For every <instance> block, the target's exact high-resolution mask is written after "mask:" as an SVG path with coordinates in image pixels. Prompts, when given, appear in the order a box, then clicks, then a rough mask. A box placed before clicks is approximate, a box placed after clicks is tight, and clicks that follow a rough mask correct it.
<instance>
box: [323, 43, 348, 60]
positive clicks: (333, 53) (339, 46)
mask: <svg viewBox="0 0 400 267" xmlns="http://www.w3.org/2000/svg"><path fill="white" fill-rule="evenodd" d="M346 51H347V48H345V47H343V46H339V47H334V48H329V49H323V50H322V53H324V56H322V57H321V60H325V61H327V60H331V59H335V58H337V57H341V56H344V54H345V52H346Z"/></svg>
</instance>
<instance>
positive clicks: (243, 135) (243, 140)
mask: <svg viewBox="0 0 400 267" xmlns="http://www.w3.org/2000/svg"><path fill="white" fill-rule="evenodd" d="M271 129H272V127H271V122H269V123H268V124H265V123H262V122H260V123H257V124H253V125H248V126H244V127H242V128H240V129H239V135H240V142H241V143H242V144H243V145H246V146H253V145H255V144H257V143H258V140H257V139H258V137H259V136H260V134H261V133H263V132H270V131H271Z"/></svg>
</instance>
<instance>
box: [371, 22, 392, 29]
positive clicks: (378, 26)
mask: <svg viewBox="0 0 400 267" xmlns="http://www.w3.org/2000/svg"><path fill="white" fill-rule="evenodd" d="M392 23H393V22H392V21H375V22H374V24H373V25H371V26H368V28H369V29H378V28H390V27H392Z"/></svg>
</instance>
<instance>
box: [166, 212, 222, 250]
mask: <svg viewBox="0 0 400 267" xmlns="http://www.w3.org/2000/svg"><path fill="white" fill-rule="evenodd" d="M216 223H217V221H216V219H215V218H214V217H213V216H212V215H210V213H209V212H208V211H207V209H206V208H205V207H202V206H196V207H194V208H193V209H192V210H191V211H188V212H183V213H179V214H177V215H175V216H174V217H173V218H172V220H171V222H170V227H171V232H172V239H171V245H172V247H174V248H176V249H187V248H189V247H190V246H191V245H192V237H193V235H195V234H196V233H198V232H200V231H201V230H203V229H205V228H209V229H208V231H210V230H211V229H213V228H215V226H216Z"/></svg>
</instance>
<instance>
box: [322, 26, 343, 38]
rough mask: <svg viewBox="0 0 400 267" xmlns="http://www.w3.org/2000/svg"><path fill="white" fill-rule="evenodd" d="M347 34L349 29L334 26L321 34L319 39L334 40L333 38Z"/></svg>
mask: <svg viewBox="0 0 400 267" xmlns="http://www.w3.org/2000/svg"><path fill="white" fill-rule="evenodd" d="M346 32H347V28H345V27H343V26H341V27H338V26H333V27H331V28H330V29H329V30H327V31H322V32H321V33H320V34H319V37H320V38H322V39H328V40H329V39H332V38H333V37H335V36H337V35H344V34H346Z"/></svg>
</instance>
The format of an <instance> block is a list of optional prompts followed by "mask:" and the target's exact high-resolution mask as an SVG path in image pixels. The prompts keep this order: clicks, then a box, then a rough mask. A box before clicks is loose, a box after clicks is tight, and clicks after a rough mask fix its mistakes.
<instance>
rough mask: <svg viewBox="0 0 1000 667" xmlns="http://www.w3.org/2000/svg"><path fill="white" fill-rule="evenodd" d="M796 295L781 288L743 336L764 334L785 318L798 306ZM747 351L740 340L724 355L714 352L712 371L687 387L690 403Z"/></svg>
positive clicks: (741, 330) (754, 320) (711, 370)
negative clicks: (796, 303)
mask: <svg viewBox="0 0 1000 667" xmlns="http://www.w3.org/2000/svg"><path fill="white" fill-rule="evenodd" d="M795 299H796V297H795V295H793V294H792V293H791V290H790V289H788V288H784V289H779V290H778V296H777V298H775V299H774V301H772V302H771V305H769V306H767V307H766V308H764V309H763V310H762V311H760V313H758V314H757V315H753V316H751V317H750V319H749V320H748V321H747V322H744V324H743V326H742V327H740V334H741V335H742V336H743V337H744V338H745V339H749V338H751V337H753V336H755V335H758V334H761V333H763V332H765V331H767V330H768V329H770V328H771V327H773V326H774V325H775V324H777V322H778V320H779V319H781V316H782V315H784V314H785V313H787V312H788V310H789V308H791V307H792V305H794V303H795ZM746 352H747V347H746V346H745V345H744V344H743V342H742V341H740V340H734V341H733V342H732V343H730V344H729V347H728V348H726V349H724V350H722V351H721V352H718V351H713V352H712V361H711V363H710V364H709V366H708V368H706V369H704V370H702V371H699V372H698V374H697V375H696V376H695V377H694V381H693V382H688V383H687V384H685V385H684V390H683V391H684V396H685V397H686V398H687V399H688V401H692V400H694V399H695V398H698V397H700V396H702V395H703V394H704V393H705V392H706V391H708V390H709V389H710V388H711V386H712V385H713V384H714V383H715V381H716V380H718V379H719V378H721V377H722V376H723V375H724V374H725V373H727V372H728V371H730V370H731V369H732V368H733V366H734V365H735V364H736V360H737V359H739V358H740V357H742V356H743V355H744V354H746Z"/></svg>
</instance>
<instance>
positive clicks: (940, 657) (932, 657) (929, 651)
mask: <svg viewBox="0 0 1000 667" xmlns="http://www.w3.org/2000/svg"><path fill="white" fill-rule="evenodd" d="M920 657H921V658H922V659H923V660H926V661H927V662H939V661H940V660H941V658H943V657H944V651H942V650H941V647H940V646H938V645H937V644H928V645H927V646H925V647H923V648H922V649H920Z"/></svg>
=======
YOUR OBJECTIVE: Reproduce every item above line for line, with no changes.

WRITTEN REPLY:
For every <instance> block, the target's exact high-resolution mask is written after "mask:" as an SVG path with coordinates in image pixels. Prompts, when given, appear in the order a box, then clicks, then a rough mask. A box placed before clicks is approximate, a box placed after clicks is tight, and clicks that follow a rough mask correct it.
<instance>
box: [323, 43, 348, 60]
positive clicks: (333, 53) (339, 46)
mask: <svg viewBox="0 0 400 267" xmlns="http://www.w3.org/2000/svg"><path fill="white" fill-rule="evenodd" d="M346 51H347V48H345V47H343V46H339V47H334V48H329V49H323V50H322V53H324V56H322V57H321V60H325V61H327V60H331V59H335V58H337V57H341V56H344V54H345V52H346Z"/></svg>
</instance>
<instance>
positive clicks: (243, 135) (243, 140)
mask: <svg viewBox="0 0 400 267" xmlns="http://www.w3.org/2000/svg"><path fill="white" fill-rule="evenodd" d="M271 129H272V127H271V122H269V123H268V124H265V123H262V122H260V123H257V124H253V125H248V126H244V127H242V128H240V129H239V135H240V142H241V143H242V144H243V145H246V146H253V145H255V144H257V143H258V140H257V139H258V137H259V136H260V134H261V133H263V132H270V131H271Z"/></svg>
</instance>
<instance>
box: [371, 22, 392, 29]
positive clicks: (378, 26)
mask: <svg viewBox="0 0 400 267" xmlns="http://www.w3.org/2000/svg"><path fill="white" fill-rule="evenodd" d="M392 23H393V22H392V21H375V22H374V24H373V25H371V26H368V28H369V29H378V28H390V27H392Z"/></svg>
</instance>
<instance>
box: [166, 212, 222, 250]
mask: <svg viewBox="0 0 400 267" xmlns="http://www.w3.org/2000/svg"><path fill="white" fill-rule="evenodd" d="M216 223H217V221H216V219H215V218H214V217H213V216H212V215H210V213H209V212H208V211H207V209H206V208H205V207H202V206H196V207H194V208H193V209H192V210H191V211H188V212H183V213H179V214H177V215H175V216H174V217H173V218H172V220H171V222H170V227H171V232H172V239H171V245H172V247H174V248H176V249H187V248H189V247H190V246H191V245H192V237H193V235H195V234H196V233H198V232H200V231H201V230H203V229H205V228H209V229H208V231H210V230H211V229H213V228H215V226H216Z"/></svg>
</instance>
<instance>
box: [322, 26, 343, 38]
rough mask: <svg viewBox="0 0 400 267" xmlns="http://www.w3.org/2000/svg"><path fill="white" fill-rule="evenodd" d="M347 34L349 29L334 26L321 34L319 39L334 40L333 38Z"/></svg>
mask: <svg viewBox="0 0 400 267" xmlns="http://www.w3.org/2000/svg"><path fill="white" fill-rule="evenodd" d="M346 32H347V28H345V27H343V26H341V27H338V26H333V27H331V28H330V29H329V30H327V31H322V32H321V33H320V34H319V37H320V38H322V39H328V40H329V39H332V38H333V37H335V36H337V35H344V34H346Z"/></svg>
</instance>
The format of an <instance> block is a list of optional prompts followed by "mask:" and the target's exact high-resolution mask as an SVG path in image pixels. The prompts keep this order: clicks, then a box, then a rough mask. A box before clicks is loose, a box after clicks is tight, and clicks after a rough mask fix its mistakes.
<instance>
rough mask: <svg viewBox="0 0 1000 667" xmlns="http://www.w3.org/2000/svg"><path fill="white" fill-rule="evenodd" d="M796 295L781 288L743 336L764 334L785 318L798 306ZM747 351L740 340L724 355L714 352L712 371L687 387L690 403Z"/></svg>
positive clicks: (741, 330) (754, 320) (711, 370)
negative clicks: (796, 303)
mask: <svg viewBox="0 0 1000 667" xmlns="http://www.w3.org/2000/svg"><path fill="white" fill-rule="evenodd" d="M795 299H796V297H795V295H793V294H792V293H791V290H790V289H788V288H784V289H779V290H778V296H777V298H775V299H774V301H772V302H771V305H769V306H767V307H766V308H764V309H763V310H762V311H760V313H758V314H757V315H753V316H751V317H750V319H749V320H748V321H747V322H744V324H743V326H742V327H740V334H741V335H742V336H743V337H744V338H745V339H749V338H751V337H753V336H755V335H758V334H761V333H763V332H765V331H767V330H768V329H770V328H771V327H773V326H774V325H775V324H777V322H778V320H779V319H781V316H782V315H784V314H785V313H787V312H788V310H789V308H791V307H792V305H794V303H795ZM746 352H747V347H746V346H745V345H744V344H743V342H742V341H740V340H734V341H733V342H732V343H730V344H729V347H728V348H726V349H724V350H722V351H721V352H718V351H713V352H712V361H711V363H710V364H709V366H708V368H706V369H704V370H702V371H699V372H698V374H697V375H696V376H695V377H694V381H693V382H688V383H687V384H685V385H684V390H683V391H684V396H685V397H686V398H687V399H688V401H692V400H694V399H695V398H698V397H700V396H702V395H703V394H704V393H705V392H706V391H708V390H709V389H710V388H711V386H712V385H713V384H714V383H715V381H716V380H718V379H719V378H721V377H722V376H723V375H724V374H725V373H727V372H728V371H730V370H731V369H732V368H733V366H734V365H735V364H736V360H737V359H739V358H740V357H742V356H743V355H744V354H746Z"/></svg>
</instance>
<instance>
positive clicks: (940, 657) (932, 657) (929, 651)
mask: <svg viewBox="0 0 1000 667" xmlns="http://www.w3.org/2000/svg"><path fill="white" fill-rule="evenodd" d="M920 657H921V658H922V659H923V660H926V661H927V662H939V661H940V660H941V658H943V657H944V651H942V650H941V647H940V646H938V645H937V644H928V645H927V646H925V647H923V648H922V649H920Z"/></svg>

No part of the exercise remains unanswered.